* Begin Records supplied *

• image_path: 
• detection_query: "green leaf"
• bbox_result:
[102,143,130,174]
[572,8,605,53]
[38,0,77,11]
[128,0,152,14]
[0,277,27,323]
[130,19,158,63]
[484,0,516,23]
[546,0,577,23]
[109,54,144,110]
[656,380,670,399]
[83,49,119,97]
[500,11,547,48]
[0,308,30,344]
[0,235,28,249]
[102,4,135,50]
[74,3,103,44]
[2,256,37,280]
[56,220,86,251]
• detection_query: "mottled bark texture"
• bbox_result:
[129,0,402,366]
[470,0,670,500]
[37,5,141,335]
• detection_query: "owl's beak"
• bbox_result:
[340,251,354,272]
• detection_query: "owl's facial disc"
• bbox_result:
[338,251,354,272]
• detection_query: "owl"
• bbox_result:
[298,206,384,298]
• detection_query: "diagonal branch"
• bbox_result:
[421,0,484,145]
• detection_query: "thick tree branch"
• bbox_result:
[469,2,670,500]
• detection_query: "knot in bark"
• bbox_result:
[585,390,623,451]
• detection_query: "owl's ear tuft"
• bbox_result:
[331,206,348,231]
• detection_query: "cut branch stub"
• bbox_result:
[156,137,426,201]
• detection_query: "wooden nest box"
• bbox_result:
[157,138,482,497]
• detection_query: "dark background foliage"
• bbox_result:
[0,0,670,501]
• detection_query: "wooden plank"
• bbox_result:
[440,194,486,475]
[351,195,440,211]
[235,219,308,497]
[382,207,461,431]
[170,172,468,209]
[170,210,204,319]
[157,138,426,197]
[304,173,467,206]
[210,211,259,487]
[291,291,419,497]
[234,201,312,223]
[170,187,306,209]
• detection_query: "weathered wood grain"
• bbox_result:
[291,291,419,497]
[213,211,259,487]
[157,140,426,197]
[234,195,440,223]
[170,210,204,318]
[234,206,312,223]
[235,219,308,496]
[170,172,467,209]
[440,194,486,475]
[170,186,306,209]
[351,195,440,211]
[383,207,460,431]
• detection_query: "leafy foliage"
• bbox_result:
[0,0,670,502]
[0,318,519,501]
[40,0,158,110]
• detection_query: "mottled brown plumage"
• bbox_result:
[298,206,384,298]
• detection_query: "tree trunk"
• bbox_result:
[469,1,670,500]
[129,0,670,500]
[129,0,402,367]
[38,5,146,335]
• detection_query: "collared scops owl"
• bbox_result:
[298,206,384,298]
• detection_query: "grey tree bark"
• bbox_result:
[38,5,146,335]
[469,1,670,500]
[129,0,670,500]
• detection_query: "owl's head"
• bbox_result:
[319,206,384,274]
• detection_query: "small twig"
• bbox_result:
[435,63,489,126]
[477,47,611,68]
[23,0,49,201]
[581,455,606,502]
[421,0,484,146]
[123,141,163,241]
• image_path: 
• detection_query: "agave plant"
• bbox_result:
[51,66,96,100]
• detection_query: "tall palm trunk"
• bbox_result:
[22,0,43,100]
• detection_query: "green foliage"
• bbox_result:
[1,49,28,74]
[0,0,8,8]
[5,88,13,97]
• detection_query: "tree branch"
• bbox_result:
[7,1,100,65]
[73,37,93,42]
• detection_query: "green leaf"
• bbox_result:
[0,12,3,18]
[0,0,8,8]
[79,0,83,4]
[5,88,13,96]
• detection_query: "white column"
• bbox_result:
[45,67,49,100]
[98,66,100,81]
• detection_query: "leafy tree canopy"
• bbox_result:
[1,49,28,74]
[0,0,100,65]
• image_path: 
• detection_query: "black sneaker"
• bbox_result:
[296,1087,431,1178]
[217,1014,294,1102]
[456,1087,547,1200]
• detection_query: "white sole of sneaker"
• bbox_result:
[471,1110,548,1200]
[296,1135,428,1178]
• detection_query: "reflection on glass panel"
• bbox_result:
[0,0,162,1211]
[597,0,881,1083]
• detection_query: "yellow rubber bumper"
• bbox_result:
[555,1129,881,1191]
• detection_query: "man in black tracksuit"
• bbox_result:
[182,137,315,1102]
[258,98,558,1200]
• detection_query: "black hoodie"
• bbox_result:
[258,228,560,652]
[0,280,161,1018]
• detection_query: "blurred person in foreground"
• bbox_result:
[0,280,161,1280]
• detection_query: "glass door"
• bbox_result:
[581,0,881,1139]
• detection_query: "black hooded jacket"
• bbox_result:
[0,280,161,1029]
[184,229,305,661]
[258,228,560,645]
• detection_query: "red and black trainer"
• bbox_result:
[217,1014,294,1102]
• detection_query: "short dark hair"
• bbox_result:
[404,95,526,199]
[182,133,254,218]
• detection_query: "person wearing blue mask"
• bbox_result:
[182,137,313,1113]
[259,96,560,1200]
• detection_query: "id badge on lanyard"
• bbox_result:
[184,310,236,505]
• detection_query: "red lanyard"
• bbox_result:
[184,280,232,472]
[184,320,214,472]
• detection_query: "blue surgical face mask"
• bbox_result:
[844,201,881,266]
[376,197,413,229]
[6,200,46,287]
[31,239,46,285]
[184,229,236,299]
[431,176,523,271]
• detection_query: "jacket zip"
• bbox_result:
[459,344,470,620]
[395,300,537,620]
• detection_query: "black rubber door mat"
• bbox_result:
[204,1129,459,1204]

* End Records supplied *

Return each line of the material that contains the string "tree". Matching is case-sensitive.

[Response to the exercise]
• detection_query: "thick tree branch"
• detection_query: "tree trunk"
• detection_query: "grey tree bark"
• detection_query: "tree branch"
• detection_query: "leafy tree canopy"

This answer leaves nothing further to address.